▶ **Vorliegender Text**:
Die kolonialen Aufstände bzw. späteren Unabhängigkeitskriege in Afrika und Asien, allesamt den Partisanenkriegen zuzuordnen, die sich gegen die ehemaligen Kolonialherren (und Sieger des Zweiten Weltkrieges) richteten, waren nur schwer von den regulären Kräften in den Griff zu bekommen und arteten fast überall in Blutbädern aus, so unter anderem in Algerien, Kenia, Indonesien, Indochina, wo Regeln des Kriegsvölkerrechtes bald genausowenig galten wie die Unterscheidung von Kombattanten und Nonkombattanten. Auch die Kriege in Afghanistan – sowohl gegen die Sowjet-union nach 1979 als auch gegen die US-Amerikaner und ihre Verbündeten nach 2001 – waren im Grunde nichts anderes als asymmetrische Kriege. Und überall galt die Grunderkenntnis, daß Soldaten sich erst selbst in Partisanen verwandeln müssen, wenn sie sich in solchen Kriegen durchsetzen wollen. Interessant ist in diesem Zusammenhang jene These von Heuser, die den gegen Zivilisten gerichteten Luftkrieg als „Billigversion“ in die asymmetrische Kampfführung einordnet und daraus neue Erkenntnisse gewinnt.

▶ **Aufgeführte Zeilen**:
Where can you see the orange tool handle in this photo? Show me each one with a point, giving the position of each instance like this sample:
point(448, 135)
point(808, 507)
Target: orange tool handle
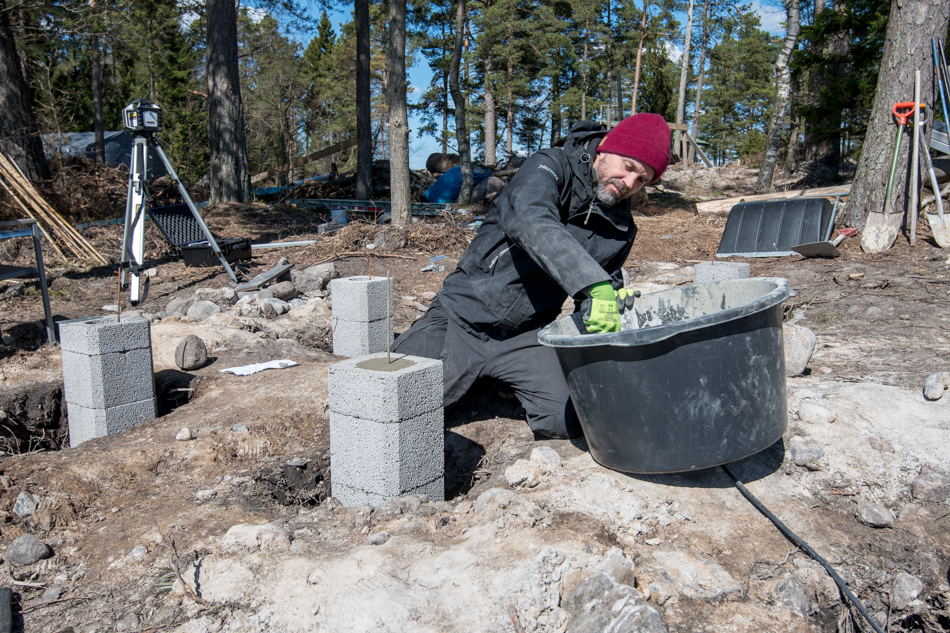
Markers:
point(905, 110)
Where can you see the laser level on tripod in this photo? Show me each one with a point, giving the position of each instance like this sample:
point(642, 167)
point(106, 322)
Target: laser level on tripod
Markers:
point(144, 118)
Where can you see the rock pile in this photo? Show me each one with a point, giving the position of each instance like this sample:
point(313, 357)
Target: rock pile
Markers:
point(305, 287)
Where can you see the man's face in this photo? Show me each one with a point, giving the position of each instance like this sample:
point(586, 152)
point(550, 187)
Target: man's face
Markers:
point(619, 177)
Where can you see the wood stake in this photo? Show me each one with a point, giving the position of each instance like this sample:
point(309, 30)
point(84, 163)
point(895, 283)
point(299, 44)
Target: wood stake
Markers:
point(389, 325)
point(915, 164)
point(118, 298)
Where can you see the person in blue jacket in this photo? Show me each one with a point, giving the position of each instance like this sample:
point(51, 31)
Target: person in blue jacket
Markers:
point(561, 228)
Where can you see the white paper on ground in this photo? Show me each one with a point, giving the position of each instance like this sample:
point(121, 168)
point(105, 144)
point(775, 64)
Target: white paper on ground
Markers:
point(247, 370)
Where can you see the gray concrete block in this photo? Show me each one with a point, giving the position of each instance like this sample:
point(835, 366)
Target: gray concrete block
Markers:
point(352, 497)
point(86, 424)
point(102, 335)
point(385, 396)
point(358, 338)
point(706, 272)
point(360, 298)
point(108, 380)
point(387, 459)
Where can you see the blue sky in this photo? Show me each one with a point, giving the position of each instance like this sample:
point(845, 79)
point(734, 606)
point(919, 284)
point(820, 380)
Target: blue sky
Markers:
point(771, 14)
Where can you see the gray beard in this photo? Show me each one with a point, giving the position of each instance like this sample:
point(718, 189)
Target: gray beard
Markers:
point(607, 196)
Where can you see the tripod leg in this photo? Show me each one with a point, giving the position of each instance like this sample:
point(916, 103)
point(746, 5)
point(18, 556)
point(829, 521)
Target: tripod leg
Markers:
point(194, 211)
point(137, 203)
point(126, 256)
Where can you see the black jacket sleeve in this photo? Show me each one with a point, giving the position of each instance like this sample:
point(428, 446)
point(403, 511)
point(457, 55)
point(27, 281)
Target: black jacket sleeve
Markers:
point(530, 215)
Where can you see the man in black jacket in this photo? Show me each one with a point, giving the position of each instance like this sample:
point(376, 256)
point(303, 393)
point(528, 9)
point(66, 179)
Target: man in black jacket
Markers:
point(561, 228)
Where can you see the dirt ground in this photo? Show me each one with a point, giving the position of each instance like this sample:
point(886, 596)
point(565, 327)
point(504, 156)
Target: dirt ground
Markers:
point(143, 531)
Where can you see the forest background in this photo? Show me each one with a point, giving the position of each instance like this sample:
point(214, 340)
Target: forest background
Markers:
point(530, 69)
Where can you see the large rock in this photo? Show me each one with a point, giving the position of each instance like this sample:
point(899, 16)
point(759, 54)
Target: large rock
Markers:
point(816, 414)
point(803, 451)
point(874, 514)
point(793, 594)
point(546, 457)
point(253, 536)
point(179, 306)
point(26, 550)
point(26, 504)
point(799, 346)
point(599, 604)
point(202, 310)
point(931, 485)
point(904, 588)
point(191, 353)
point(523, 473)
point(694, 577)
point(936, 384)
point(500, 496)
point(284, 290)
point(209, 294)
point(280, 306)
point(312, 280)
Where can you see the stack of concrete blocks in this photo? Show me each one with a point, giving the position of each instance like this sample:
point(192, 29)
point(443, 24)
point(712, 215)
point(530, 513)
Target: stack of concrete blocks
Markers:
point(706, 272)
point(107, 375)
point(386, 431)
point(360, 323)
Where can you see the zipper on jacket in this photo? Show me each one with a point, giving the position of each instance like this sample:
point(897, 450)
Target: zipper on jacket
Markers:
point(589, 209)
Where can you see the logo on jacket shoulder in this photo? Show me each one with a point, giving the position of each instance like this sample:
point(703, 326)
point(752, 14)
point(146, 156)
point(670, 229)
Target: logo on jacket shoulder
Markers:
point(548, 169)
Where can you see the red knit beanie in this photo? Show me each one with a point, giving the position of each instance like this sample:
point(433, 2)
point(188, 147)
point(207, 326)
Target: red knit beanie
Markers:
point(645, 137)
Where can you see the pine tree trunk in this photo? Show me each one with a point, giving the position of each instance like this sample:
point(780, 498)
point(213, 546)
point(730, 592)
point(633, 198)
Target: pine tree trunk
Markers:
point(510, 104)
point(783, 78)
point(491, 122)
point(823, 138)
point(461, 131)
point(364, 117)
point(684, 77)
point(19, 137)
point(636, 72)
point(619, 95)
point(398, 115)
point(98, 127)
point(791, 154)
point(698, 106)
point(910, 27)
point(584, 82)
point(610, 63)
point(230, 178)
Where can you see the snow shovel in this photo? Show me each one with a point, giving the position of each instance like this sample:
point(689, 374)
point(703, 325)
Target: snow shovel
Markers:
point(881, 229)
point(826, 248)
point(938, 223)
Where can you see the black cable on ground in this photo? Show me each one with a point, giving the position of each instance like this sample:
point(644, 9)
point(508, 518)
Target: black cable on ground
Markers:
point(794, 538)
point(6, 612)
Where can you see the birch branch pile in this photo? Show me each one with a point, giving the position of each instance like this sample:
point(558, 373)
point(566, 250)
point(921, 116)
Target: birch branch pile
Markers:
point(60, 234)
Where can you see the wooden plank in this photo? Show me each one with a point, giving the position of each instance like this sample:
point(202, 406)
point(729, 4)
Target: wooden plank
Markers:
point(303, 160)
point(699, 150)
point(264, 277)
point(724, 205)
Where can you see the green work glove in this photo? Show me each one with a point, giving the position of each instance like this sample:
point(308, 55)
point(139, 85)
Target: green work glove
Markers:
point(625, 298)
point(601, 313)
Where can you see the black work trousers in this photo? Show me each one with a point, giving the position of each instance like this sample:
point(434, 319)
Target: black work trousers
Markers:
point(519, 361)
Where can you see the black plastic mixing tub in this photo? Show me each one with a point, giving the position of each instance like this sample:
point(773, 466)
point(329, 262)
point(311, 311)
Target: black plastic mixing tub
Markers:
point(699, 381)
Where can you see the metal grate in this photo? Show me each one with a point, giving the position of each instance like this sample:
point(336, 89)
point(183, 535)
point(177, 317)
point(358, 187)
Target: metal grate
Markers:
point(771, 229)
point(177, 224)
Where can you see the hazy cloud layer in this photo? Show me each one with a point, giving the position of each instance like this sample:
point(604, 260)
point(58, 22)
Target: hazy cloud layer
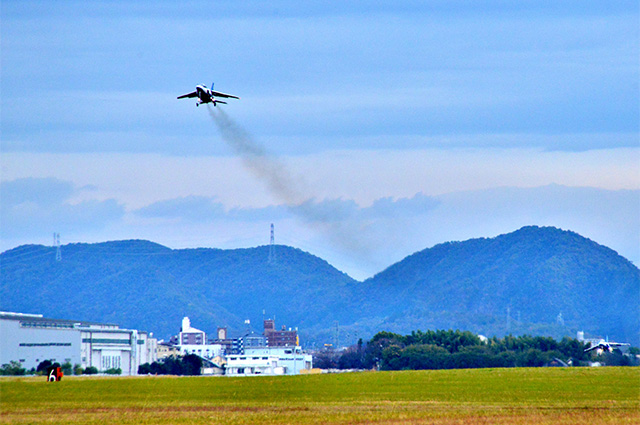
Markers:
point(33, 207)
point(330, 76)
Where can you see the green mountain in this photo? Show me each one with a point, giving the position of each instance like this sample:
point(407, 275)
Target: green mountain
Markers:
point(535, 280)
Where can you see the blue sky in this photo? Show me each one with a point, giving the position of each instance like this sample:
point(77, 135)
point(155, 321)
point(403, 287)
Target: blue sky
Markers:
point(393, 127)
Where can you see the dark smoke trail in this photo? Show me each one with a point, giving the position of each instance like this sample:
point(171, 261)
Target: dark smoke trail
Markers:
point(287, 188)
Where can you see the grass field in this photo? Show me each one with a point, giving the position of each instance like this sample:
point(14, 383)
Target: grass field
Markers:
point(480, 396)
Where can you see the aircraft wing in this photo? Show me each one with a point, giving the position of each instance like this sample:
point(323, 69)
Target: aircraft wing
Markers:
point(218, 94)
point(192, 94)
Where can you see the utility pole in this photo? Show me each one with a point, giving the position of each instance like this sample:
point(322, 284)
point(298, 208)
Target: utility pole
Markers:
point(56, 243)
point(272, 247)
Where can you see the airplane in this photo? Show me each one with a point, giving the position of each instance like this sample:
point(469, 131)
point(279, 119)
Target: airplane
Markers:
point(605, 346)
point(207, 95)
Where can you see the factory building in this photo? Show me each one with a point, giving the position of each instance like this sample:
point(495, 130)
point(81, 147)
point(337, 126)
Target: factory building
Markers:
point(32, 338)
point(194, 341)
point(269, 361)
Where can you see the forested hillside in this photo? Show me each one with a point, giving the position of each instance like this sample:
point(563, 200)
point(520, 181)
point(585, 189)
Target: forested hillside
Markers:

▶ **Die Aufgabe**:
Zitiere den Text über asymmetrische Kriege vollständig und ohne jede Abweichung. Die Zeilen sind hierfür ohne Belang.

▶ **Schriftliche Antwort**:
Die kolonialen Aufstände bzw. späteren Unabhängigkeitskriege in Afrika und Asien, allesamt den Partisanenkriegen zuzuordnen, die sich gegen die ehemaligen Kolonialherren (und Sieger des Zweiten Weltkrieges) richteten, waren nur schwer von den regulären Kräften in den Griff zu bekommen und arteten fast überall in Blutbädern aus, so unter anderem in Algerien, Kenia, Indonesien, Indochina, wo Regeln des Kriegsvölkerrechtes bald genausowenig galten wie die Unterscheidung von Kombattanten und Nonkombattanten. Auch die Kriege in Afghanistan – sowohl gegen die Sowjet-union nach 1979 als auch gegen die US-Amerikaner und ihre Verbündeten nach 2001 – waren im Grunde nichts anderes als asymmetrische Kriege. Und überall galt die Grunderkenntnis, daß Soldaten sich erst selbst in Partisanen verwandeln müssen, wenn sie sich in solchen Kriegen durchsetzen wollen. Interessant ist in diesem Zusammenhang jene These von Heuser, die den gegen Zivilisten gerichteten Luftkrieg als „Billigversion“ in die asymmetrische Kampfführung einordnet und daraus neue Erkenntnisse gewinnt.